┌─ Material provided

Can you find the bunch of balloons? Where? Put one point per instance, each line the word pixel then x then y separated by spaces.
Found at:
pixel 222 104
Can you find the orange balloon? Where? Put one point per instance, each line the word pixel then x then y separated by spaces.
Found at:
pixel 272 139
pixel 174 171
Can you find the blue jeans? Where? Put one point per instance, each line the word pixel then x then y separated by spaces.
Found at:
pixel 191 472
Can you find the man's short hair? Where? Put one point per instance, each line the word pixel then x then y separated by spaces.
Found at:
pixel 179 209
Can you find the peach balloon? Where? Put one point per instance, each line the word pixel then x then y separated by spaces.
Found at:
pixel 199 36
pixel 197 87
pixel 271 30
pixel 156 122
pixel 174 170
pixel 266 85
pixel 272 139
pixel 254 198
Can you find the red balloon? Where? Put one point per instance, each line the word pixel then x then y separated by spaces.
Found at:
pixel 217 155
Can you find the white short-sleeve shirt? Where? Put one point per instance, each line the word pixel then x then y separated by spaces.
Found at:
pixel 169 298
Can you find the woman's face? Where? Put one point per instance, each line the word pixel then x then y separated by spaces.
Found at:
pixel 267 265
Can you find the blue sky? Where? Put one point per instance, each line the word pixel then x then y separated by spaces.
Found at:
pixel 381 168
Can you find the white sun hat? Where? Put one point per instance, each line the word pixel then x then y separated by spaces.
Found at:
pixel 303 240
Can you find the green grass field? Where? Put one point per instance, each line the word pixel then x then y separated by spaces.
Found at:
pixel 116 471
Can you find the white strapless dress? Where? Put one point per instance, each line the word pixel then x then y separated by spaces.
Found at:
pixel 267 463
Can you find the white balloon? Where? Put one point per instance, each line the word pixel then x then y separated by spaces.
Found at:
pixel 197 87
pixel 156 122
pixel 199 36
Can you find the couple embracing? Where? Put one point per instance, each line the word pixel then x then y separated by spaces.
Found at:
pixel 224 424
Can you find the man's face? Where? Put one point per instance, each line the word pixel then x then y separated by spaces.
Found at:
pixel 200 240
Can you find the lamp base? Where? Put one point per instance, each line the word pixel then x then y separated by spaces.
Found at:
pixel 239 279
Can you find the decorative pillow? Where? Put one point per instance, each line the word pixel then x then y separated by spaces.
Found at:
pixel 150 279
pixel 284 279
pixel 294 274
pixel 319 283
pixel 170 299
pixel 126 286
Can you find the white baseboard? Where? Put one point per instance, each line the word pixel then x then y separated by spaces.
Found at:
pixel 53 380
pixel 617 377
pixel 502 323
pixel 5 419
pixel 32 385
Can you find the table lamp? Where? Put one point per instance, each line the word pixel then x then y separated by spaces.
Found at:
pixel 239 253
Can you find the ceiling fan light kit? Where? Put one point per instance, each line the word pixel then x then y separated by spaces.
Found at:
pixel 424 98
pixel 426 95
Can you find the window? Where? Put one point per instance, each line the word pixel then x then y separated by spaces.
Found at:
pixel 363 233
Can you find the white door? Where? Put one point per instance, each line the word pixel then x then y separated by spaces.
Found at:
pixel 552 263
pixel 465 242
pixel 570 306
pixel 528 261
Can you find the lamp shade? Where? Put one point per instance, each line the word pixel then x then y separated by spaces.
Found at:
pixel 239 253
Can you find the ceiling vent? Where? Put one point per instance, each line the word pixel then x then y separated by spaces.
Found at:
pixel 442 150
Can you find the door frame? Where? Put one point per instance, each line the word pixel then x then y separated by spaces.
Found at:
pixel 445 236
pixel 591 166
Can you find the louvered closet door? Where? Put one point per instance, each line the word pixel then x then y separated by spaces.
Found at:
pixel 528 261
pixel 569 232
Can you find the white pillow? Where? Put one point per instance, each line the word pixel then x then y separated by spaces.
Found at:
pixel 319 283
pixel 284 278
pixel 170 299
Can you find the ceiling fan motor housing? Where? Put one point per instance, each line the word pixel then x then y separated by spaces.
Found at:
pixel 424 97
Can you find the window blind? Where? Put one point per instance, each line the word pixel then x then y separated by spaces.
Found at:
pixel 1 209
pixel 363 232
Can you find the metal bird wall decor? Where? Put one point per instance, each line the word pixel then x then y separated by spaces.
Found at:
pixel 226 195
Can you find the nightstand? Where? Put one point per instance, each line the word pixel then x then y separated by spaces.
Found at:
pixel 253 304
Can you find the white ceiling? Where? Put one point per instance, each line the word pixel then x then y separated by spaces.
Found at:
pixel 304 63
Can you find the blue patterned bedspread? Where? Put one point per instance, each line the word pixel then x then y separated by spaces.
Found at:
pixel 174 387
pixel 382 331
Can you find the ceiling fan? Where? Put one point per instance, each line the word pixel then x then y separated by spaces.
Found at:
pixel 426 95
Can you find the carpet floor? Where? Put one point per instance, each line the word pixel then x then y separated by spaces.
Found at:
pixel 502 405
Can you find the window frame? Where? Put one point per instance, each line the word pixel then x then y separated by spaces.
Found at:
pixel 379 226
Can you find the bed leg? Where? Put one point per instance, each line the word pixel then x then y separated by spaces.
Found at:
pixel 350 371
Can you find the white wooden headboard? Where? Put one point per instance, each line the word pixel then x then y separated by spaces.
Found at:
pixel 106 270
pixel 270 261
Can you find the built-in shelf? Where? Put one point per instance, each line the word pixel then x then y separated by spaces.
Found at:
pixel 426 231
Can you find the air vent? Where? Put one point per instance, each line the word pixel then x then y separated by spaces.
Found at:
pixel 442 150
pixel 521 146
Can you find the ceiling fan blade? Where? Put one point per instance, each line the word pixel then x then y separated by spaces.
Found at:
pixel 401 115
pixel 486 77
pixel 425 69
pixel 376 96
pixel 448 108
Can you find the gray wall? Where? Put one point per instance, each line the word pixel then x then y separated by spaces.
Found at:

└─

» **Given exercise**:
Rewrite the records above, replacing every instance of "Found at" with "Located at" and leaving everything else unchanged.

» **Reply**:
Can you find the bunch of balloons? Where? Put one point per instance, each line the word pixel then x then y separated by spaces.
Located at:
pixel 222 104
Can you find the orange balloon? Where? Put one point per instance, each line the word pixel then x then y separated by spaces.
Located at:
pixel 272 139
pixel 174 171
Can you find the blue jeans? Where? Put one point per instance, each line the word pixel then x then y separated by spaces.
Located at:
pixel 191 472
Can you find the man's short hair? Where? Put one point per instance, each line the word pixel then x then y separated by spaces.
Located at:
pixel 179 209
Can you find the peach balloon? Where? Put one point per instance, each line the word pixel then x then y separated by spaces.
Located at:
pixel 199 36
pixel 197 87
pixel 271 30
pixel 156 122
pixel 174 170
pixel 266 85
pixel 272 139
pixel 254 198
Can you find the red balloon? Where? Put one point per instance, each line the word pixel then x then y separated by spaces.
Located at:
pixel 217 155
Can you find the white short-sleeve shirt? Where? Put one point per instance, each line the word pixel then x then y separated by spaces.
Located at:
pixel 169 298
Can you find the woman's face? Where? Put one point per instance, each line the word pixel then x then y separated by spaces.
Located at:
pixel 267 265
Can you find the blue sky? Where? Put one point per instance, each line the word pixel then x then y separated by spaces.
Located at:
pixel 381 168
Can you find the white sun hat? Where? Put one point per instance, each line the word pixel then x then y separated by spaces.
Located at:
pixel 303 240
Can you find the green grass field? Where? Put one point per instance, each line the word pixel then x then y separated by spaces.
Located at:
pixel 116 471
Can you find the white strapless dress? Where? Put one point per instance, each line the word pixel then x then y separated by spaces.
Located at:
pixel 267 463
Can you find the white balloon? Where? Put one point per instance, each line the word pixel then x then y separated by spaces.
Located at:
pixel 197 87
pixel 156 122
pixel 199 36
Can you find the couple embracing? Where? Put one point per instance, each line the word pixel then x then y separated by spaces.
Located at:
pixel 224 424
Can you find the man's face? Where? Put one point per instance, each line the word pixel then x then y separated by spaces.
Located at:
pixel 200 240
Can you find the lamp base? Where? Put one point per instance, each line the word pixel then x then y separated by spaces.
Located at:
pixel 239 279
Can you find the decorative pillow? Where? Put one point per instance, each line the word pixel then x then y separated by spaces.
Located at:
pixel 150 279
pixel 284 279
pixel 294 274
pixel 319 283
pixel 170 299
pixel 126 286
Can you find the white baseboard? Where? Put one point per instance, each line the word pixel then x then y separated by spaces.
Located at:
pixel 53 380
pixel 617 377
pixel 502 323
pixel 5 419
pixel 32 385
Can you find the table lamp? Where? Put one point per instance, each line the word pixel then x then y separated by spaces.
Located at:
pixel 239 253
Can you find the ceiling fan light kit? Where? Put one point per instance, each line the word pixel then x then y separated by spaces.
Located at:
pixel 424 98
pixel 426 95
Can you find the window? Where? Put one point per instance, each line the word pixel then x then y separated by spaces.
Located at:
pixel 363 233
Can you find the white door? Where? Put one point per instance, each line the word pixel then x then y separated by spaces.
Located at:
pixel 552 263
pixel 465 242
pixel 570 306
pixel 528 261
Can you find the lamp shade? Where? Put one point per instance, each line the word pixel then x then y separated by spaces.
Located at:
pixel 239 253
Can you find the ceiling vent? Where? Put one point per instance, each line the word pixel then x then y separated by spaces.
Located at:
pixel 442 150
Can you find the door frame? Where? Put one point per instance, each line the word pixel then x then y separated by spaces.
Located at:
pixel 445 236
pixel 591 166
Can you find the louvered closet door? Where? Put one point per instance, each line the word pixel then x then y separated by spaces.
Located at:
pixel 528 261
pixel 569 232
Can you find the white pillow? Where? Put one point per instance, each line the word pixel then x then y separated by spaces.
Located at:
pixel 319 283
pixel 284 278
pixel 170 299
Can you find the ceiling fan motor housing? Where? Put one point per instance, each line the word pixel then x then y separated by spaces.
Located at:
pixel 424 97
Can you find the window blind? Where? Put one point per instance, each line the word pixel then x then y separated by spaces.
Located at:
pixel 1 209
pixel 363 232
Can you find the metal bird wall decor? Where? Put one point per instance, each line the word pixel then x then y separated by spaces.
Located at:
pixel 226 195
Can you find the nightstand? Where? Put one point per instance, each line the word pixel then x then y separated by spaces.
Located at:
pixel 253 304
Can you find the white ceiling? Where? Put one point per instance, each line the word pixel then x then y separated by spaces.
Located at:
pixel 304 63
Can you find the blue patterned bedspread? Where? Put one point per instance, each line the word pixel then x then y separated by spaces.
Located at:
pixel 174 387
pixel 382 331
Can you find the ceiling fan? Where? Put one point per instance, each line the word pixel then x then y separated by spaces.
Located at:
pixel 426 95
Can you find the carpet floor? Where? Put one point per instance, each line the word pixel then x then y separated by spaces.
Located at:
pixel 502 405
Can you find the window frame? Where? Put one point per instance, each line the word pixel then x then y separated by spaces.
Located at:
pixel 379 226
Can you find the bed leg? Where? Put one point per instance, each line the word pixel then x then y separated by spaces.
Located at:
pixel 350 371
Can you find the white wooden headboard? Where? Put one point per instance, each line the word pixel then x then y separated by spaces.
Located at:
pixel 106 270
pixel 270 261
Can you find the built-in shelf? Where? Put one point per instance, each line the word pixel then x then y separated by spaces.
Located at:
pixel 426 231
Can you find the air vent? Where? Put one point per instance, each line the word pixel then x then y separated by spaces.
Located at:
pixel 442 150
pixel 521 146
Can you find the ceiling fan blade? Where? Put one point per instance, each line the word pixel then x then y separated by spaces.
Located at:
pixel 401 115
pixel 486 77
pixel 425 69
pixel 376 96
pixel 448 108
Can you find the gray wall? Where? Put one point per instance, each line the word pixel then x then y separated by spaces.
Located at:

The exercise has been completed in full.